[Stored data]
--------------------

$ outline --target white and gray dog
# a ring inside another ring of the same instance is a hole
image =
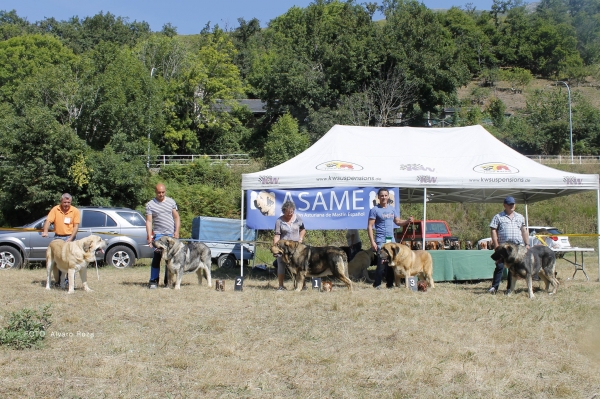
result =
[[[558,288],[558,280],[554,275],[556,256],[550,248],[535,245],[526,249],[520,245],[504,243],[496,248],[491,257],[495,261],[502,260],[504,267],[511,273],[512,281],[508,287],[509,292],[514,292],[517,279],[525,279],[529,298],[534,298],[532,278],[537,273],[546,283],[546,291],[552,285],[552,291],[549,291],[549,294],[556,294]]]
[[[162,250],[162,258],[167,262],[169,271],[169,285],[176,290],[181,288],[181,279],[184,273],[196,272],[198,284],[202,285],[202,274],[206,277],[209,287],[210,279],[210,248],[201,242],[184,244],[176,238],[162,236],[152,242],[154,248]]]

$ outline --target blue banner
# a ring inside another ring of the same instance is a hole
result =
[[[379,203],[377,190],[379,187],[248,190],[246,224],[251,229],[274,229],[281,205],[291,200],[307,230],[366,229],[369,211]],[[398,188],[389,188],[389,192],[389,204],[400,214]]]

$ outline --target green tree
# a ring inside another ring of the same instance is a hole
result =
[[[253,58],[248,82],[274,114],[287,110],[304,120],[310,110],[361,91],[380,69],[375,25],[353,1],[293,7],[263,37],[266,50]]]
[[[188,46],[181,75],[166,86],[161,145],[166,153],[226,152],[233,148],[226,136],[239,133],[239,121],[229,111],[244,92],[233,63],[235,47],[219,29]]]
[[[273,125],[265,145],[267,167],[279,165],[309,146],[308,136],[298,130],[298,121],[285,114]]]
[[[492,118],[492,123],[495,127],[502,129],[504,127],[506,105],[499,98],[493,98],[487,106],[487,113]]]
[[[76,56],[50,35],[25,35],[0,42],[0,101],[10,101],[19,84],[47,66],[72,65]]]
[[[527,69],[512,68],[502,70],[500,72],[500,79],[510,83],[513,93],[522,93],[525,87],[533,80],[533,75]]]
[[[415,0],[385,0],[382,10],[386,23],[379,40],[386,63],[417,85],[419,107],[435,111],[455,103],[456,89],[469,82],[470,73],[441,18]]]
[[[61,193],[79,193],[69,170],[85,154],[85,143],[47,108],[33,105],[19,116],[3,104],[1,114],[0,206],[4,219],[18,225],[47,212]]]

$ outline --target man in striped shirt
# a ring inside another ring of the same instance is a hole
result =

--------------------

- [Exercise requirements]: A word-for-word copy of the entries above is needed, with every picture dropped.

- [Written response]:
$ outline --target white and gray dog
# a ring inside another ring of the same instance is a hole
image =
result =
[[[558,288],[558,280],[554,275],[556,256],[550,248],[535,245],[526,249],[520,245],[504,243],[496,248],[491,257],[495,261],[502,260],[504,267],[511,273],[512,281],[508,287],[509,292],[514,292],[517,279],[525,279],[529,298],[534,298],[532,278],[537,273],[546,283],[546,291],[552,285],[552,291],[549,291],[549,294],[556,294]]]
[[[162,250],[162,258],[167,262],[169,271],[169,285],[176,290],[181,288],[181,279],[184,273],[196,272],[198,284],[202,285],[202,274],[206,277],[209,287],[210,279],[210,248],[201,242],[184,244],[176,238],[162,236],[152,242],[154,248]]]

$ outline --target blue banner
# a ring inside another ring of the same instance is a hole
result =
[[[379,203],[377,190],[379,187],[248,190],[246,224],[251,229],[274,229],[281,205],[291,200],[307,230],[366,229],[369,211]],[[398,188],[389,188],[389,192],[389,204],[400,214]]]

$ outline --target green tree
# a ring inside another ring of the same instance is a hole
result =
[[[253,58],[248,82],[274,114],[287,110],[304,120],[310,110],[361,91],[380,69],[375,25],[353,1],[293,7],[263,37],[266,50]]]
[[[188,46],[181,75],[166,86],[161,145],[166,153],[226,152],[233,148],[226,136],[239,133],[239,121],[229,111],[244,92],[233,63],[235,47],[219,29]]]
[[[273,125],[265,145],[267,167],[279,165],[309,146],[308,136],[298,130],[298,121],[285,114]]]
[[[492,118],[492,123],[495,127],[502,129],[504,127],[506,105],[499,98],[493,98],[487,106],[487,113]]]
[[[76,56],[50,35],[25,35],[0,42],[0,101],[10,101],[19,84],[47,66],[72,65]]]
[[[527,69],[512,68],[502,70],[500,72],[500,79],[510,83],[513,93],[522,93],[525,87],[533,80],[533,75]]]
[[[415,0],[385,0],[382,10],[386,23],[379,40],[386,63],[417,85],[419,107],[435,111],[455,103],[456,89],[469,82],[470,73],[441,18]]]
[[[61,193],[79,193],[69,170],[85,154],[85,143],[47,108],[33,105],[19,116],[3,104],[1,114],[0,206],[4,219],[18,225],[47,212]]]

$ outline --target man in striped shirt
# a ring inside another ring of the same instance is a hole
result =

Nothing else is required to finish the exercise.